──────── DOCUMENT PASSAGE ────────

Thursday, September 22, 2011
Lord of the Jungle
Should come as no surprise that Dynamite has announced that they are also adding Tarzan to their list of characters with multiple covers by the usual suspects Alex Ross, Ryan Sook and others. The surprise is that it took them this long after their start of chronicling the adventures of John Carter and family of Mars. Like the first Mars book, the first eight of the Tarzan novels are reportedly public domain. The estate owns the trademark rights to the Tarzan name thus the name of the comic not reflecting the jungle lord's name anywhere.
The release is a little confusing as it seems to indicate that like most of Dynamite's books, it's going to be an origin tale, heavily relying on the story written for a medium other than comics. At least in this case it's Edgar Rice Burroughs' original "Tarzan of the Apes" tale and not a Kevin Smith movie treatment. However, since it is a modern comic book adaptation of a longer prose work, we can expect quite a bit of decompression with large chunks also left out.

────────

**TASK REQUIREMENTS:**
[1] According to the Tarzan post, why does the comic's title not use the jungle lord's name?
[2] List every creator (artist or writer) named in the Tarzan post.
[3] Do these statements agree with the Tarzan post? (a) The first eight Tarzan novels are reportedly in the public domain. (b) The comic will adapt a Kevin Smith movie treatment. (c) The adaptation is expected to include the whole novel with nothing left out.
The data below come from a separate, unrelated source.

──────── DATASET RECORDS ────────

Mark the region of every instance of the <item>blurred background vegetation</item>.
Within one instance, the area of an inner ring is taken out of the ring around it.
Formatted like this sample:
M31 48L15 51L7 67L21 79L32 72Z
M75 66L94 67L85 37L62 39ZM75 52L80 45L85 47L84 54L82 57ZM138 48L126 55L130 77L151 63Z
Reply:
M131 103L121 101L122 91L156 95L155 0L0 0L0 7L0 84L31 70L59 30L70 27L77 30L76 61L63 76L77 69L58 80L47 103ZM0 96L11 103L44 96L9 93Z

────────
──────── DATASET RECORDS ────────

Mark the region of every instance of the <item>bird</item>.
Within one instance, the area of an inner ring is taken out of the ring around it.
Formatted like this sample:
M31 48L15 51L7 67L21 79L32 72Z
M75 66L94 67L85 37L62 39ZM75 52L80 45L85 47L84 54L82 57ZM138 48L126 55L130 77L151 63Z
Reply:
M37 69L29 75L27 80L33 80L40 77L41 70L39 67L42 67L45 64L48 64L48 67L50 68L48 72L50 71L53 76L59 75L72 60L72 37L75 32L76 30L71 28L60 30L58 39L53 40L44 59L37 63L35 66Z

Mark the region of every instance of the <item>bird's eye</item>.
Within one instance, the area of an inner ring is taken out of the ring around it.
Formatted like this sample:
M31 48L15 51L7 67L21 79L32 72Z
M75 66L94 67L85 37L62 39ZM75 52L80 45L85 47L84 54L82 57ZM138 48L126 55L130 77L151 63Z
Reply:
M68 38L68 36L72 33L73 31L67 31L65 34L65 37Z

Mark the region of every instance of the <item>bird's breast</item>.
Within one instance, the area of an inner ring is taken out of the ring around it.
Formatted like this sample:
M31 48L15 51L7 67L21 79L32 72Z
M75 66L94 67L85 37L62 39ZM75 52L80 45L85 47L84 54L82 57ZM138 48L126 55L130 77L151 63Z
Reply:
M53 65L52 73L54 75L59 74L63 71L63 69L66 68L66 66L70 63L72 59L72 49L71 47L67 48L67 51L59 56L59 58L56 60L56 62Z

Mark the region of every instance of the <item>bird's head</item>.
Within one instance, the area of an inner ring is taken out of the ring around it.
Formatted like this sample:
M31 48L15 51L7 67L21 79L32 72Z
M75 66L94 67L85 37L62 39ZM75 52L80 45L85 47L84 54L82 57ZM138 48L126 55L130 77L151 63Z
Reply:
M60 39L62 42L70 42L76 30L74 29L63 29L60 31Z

────────
──────── DATASET RECORDS ────────

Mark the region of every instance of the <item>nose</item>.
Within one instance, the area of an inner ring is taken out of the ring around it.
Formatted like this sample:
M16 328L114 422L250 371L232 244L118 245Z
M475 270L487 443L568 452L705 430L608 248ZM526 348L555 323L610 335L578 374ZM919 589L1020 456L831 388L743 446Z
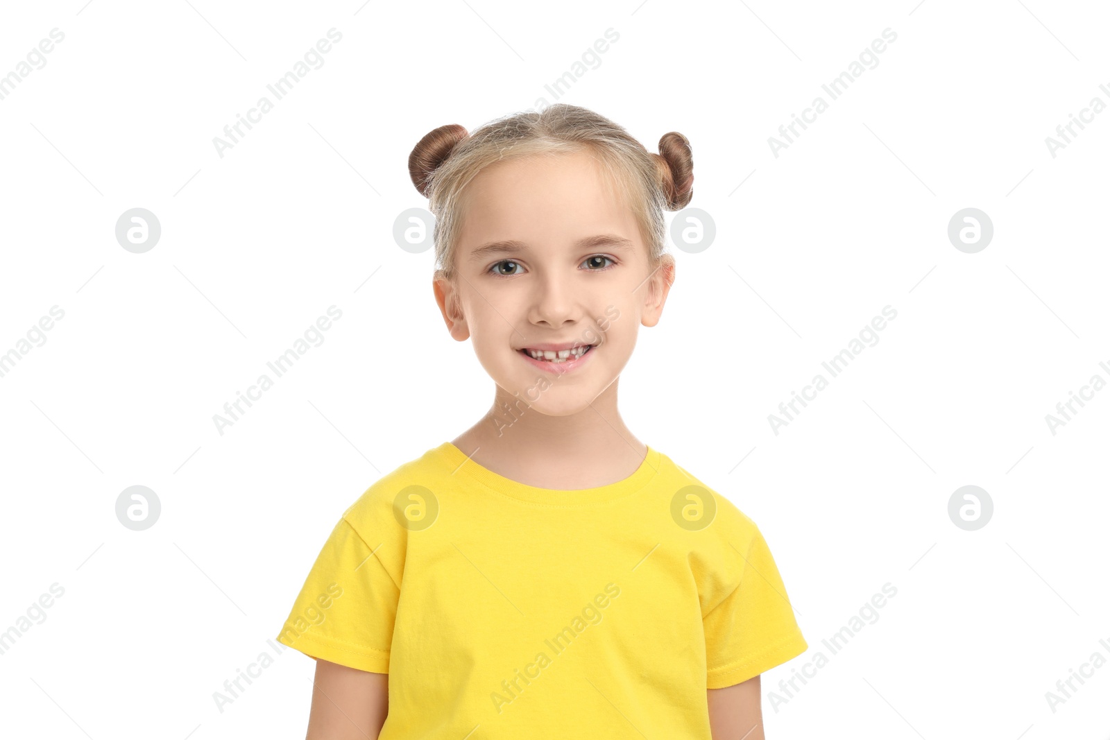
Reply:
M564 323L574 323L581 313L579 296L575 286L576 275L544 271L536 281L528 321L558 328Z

────────

**SOLUTIONS TO THE TASKS:**
[1] The estate owns the trademark rights to the Tarzan name.

[2] Alex Ross, Ryan Sook, Edgar Rice Burroughs, Kevin Smith

[3]
(a) Yes: "the first eight of the Tarzan novels are reportedly public domain"
(b) No: "it's Edgar Rice Burroughs' original "Tarzan of the Apes" tale and not a Kevin Smith movie treatment"
(c) No: "we can expect quite a bit of decompression with large chunks also left out"